JOB: Quote the lines from the one containing "black cap shown in this photo." through the one containing "(1126, 155)", copying each without any change.
======== STORED ROWS
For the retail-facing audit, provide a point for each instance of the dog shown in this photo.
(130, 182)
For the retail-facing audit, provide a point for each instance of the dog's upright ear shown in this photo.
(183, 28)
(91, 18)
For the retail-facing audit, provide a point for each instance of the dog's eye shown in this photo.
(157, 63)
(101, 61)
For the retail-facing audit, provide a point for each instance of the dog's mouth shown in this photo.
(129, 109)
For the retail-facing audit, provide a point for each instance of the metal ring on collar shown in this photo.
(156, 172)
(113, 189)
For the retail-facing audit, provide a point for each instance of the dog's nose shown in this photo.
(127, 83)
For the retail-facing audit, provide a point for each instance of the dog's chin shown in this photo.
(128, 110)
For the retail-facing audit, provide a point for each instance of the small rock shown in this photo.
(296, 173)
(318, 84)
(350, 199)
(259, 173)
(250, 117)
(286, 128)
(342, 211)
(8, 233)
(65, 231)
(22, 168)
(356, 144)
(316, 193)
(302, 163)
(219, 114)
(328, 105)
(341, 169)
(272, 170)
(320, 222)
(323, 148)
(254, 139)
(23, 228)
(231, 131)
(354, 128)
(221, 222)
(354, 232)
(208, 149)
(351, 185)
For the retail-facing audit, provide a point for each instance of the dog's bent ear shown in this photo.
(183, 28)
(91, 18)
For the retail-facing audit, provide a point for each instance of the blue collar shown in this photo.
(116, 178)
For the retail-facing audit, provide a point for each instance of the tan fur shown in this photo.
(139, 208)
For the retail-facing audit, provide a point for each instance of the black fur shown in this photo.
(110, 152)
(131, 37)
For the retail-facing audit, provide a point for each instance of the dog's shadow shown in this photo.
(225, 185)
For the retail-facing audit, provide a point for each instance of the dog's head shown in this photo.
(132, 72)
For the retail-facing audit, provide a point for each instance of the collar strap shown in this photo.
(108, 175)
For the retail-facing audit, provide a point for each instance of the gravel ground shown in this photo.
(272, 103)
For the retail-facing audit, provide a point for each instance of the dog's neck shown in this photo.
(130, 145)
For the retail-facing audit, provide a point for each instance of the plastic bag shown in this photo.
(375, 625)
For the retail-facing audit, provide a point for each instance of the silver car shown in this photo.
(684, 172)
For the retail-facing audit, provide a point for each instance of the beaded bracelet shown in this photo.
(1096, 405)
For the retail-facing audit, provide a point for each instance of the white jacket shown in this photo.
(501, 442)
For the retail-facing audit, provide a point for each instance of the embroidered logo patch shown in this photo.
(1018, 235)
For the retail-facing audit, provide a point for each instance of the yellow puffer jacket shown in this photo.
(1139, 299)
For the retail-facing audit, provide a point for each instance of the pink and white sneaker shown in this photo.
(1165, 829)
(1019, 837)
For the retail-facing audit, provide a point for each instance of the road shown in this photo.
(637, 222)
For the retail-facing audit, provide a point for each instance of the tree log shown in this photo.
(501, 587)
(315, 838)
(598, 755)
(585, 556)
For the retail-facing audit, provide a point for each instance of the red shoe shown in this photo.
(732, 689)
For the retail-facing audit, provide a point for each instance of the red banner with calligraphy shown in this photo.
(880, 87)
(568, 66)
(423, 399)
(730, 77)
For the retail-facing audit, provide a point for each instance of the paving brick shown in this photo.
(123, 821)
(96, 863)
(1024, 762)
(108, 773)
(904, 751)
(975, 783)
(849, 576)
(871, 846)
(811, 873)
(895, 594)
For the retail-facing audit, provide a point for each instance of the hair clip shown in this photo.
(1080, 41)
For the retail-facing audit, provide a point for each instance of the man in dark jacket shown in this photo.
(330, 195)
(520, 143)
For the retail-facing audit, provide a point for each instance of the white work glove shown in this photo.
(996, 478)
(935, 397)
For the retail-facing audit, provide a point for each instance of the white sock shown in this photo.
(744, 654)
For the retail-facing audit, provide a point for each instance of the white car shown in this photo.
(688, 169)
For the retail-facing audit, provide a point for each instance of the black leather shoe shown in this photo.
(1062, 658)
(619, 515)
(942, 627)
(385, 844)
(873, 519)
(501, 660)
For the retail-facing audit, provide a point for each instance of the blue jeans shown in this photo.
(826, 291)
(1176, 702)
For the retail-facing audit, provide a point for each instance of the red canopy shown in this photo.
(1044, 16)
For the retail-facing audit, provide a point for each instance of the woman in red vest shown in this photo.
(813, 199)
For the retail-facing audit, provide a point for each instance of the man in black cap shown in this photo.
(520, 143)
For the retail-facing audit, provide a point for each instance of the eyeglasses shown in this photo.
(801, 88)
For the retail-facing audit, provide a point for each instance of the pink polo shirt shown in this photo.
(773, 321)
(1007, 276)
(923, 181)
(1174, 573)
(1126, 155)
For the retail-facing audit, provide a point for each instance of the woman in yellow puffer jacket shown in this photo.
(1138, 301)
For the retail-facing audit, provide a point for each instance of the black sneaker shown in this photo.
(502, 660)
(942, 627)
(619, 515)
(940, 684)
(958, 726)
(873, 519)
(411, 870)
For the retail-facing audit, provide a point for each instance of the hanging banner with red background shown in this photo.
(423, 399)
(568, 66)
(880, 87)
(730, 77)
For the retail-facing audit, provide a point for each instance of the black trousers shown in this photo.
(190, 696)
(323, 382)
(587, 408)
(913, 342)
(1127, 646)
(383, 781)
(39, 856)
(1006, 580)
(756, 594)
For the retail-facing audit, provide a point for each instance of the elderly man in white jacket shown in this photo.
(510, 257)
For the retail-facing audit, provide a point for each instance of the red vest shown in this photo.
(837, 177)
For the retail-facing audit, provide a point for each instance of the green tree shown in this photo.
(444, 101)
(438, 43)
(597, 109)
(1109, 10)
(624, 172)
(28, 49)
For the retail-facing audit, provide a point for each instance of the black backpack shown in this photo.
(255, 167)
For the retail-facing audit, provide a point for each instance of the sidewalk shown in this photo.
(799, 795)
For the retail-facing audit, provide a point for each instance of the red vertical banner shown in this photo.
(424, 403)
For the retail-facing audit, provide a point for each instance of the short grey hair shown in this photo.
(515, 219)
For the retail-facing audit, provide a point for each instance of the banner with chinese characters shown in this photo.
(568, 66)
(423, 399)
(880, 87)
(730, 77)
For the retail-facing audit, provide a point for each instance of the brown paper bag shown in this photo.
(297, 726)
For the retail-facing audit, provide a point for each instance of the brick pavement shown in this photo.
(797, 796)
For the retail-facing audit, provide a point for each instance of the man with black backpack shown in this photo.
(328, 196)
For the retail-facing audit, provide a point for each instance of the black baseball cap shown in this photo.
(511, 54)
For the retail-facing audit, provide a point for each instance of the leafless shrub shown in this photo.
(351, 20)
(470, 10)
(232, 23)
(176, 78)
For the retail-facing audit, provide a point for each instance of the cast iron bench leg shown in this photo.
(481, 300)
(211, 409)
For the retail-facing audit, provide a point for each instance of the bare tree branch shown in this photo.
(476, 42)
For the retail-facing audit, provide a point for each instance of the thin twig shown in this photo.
================
ANSWER:
For the retail-facing audit, provide a point for each instance of the man in black cap shown in this photo.
(520, 143)
For the retail-facing audit, provide a point for each instance of the eyeglasses shown in this photo.
(801, 88)
For the retail-facing audit, provide a point for each instance of the pink polo shirt shown in this photo.
(773, 321)
(1007, 276)
(923, 181)
(1174, 573)
(1126, 155)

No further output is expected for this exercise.